Un coin perdu de la campagne française dans les années 30, un village tranquille comme tant d’autres, le paisible cours des choses… Mais une sourde menace flotte, un voile d’inquiétude hante les familles, depuis qu’une adolescente a disparu sans laisser de trace. Ce calme est à peine troublé par l’arrivée d’un personnage d’importance dans la France rurale d’alors : le Père Vincent, le nouveau prêtre qui vient de prendre en charge son ministère. Si l’on devine chez celui-ci un passé parfois lourd à porter, son intégration se passe sans heurt, et le voilà bientôt sympathisant avec l’une des figures marquantes du village, le vieux docteur Jarowski. Le médecin, mécréant convaincu et misanthrope patenté, et le religieux, profondément humaniste, vont nouer une relation faite de joutes verbales et d’admiration réciproque.

**CONSIGNE 1:** Résume le texte en deux phrases.
**CONSIGNE 2:** Quels personnages le texte désigne-t-il individuellement ? Donne-les tous.
**CONSIGNE 3:** D'après le texte, quelle fonction le Père Vincent occupe-t-il au village ?

**DONNÉES BRUTES:**
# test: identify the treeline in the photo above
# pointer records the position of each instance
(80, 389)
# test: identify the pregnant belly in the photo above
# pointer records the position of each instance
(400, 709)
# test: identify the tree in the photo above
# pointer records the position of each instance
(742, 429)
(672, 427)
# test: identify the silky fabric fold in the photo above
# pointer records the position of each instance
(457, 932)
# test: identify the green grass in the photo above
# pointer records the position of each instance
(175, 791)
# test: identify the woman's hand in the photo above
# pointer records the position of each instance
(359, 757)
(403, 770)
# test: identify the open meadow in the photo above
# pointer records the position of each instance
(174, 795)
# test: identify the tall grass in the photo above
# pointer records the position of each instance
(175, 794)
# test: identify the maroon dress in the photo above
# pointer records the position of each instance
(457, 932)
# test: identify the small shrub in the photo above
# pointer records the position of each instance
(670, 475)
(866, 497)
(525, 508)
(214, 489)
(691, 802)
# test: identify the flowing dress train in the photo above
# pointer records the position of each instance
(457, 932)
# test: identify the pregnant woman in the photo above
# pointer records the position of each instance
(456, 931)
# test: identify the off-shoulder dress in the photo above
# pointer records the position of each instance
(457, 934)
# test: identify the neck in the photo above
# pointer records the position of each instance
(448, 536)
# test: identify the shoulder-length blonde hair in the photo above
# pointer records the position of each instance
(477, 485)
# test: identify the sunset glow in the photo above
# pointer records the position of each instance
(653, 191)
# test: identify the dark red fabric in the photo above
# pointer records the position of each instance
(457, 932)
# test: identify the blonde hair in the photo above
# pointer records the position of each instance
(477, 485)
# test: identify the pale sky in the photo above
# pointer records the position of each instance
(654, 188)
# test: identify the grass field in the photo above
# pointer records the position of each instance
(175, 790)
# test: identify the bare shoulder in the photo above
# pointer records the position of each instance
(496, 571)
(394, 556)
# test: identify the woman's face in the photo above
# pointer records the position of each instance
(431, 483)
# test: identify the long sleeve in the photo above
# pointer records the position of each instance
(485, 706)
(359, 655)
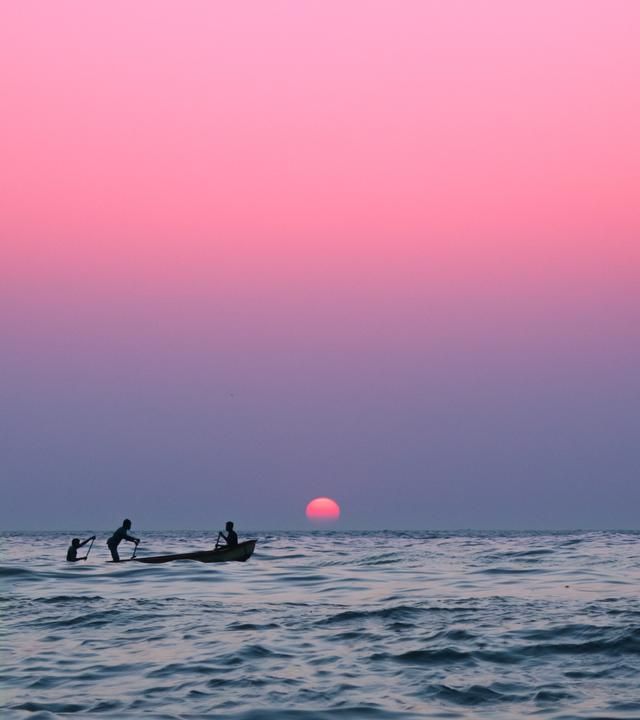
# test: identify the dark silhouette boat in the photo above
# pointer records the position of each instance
(240, 553)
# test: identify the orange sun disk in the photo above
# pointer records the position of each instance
(323, 510)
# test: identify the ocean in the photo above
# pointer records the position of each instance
(380, 625)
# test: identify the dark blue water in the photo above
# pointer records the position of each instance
(345, 625)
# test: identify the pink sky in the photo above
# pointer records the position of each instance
(445, 179)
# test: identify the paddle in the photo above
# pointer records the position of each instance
(89, 550)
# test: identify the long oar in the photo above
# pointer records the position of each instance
(89, 550)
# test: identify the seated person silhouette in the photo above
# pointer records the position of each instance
(231, 538)
(122, 533)
(72, 552)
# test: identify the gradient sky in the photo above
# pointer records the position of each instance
(255, 252)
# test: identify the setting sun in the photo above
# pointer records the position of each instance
(323, 510)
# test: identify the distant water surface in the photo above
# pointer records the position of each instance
(327, 625)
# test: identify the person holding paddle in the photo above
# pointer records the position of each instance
(72, 552)
(231, 538)
(122, 533)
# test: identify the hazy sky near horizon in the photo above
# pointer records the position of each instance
(251, 253)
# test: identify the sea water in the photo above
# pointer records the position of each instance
(325, 625)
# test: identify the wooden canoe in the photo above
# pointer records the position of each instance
(241, 552)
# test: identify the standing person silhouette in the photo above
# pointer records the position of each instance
(72, 552)
(231, 538)
(122, 533)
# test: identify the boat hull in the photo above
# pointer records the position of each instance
(240, 553)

**RÉPONSE COMPLÈTE 1:** Dans un village de la campagne française des années 30, une inquiétude sourde hante les familles depuis la disparition sans trace d'une adolescente, et le Père Vincent, nouveau prêtre au passé parfois lourd à porter, y arrive. Il s'intègre sans heurt et noue avec le vieux docteur Jarowski, mécréant et misanthrope, une relation faite de joutes verbales et d'admiration réciproque.

**RÉPONSE COMPLÈTE 2:**
- l'adolescente disparue
- le Père Vincent
- le vieux docteur Jarowski

**RÉPONSE COMPLÈTE 3:** Il est le nouveau prêtre, qui vient de prendre en charge son ministère.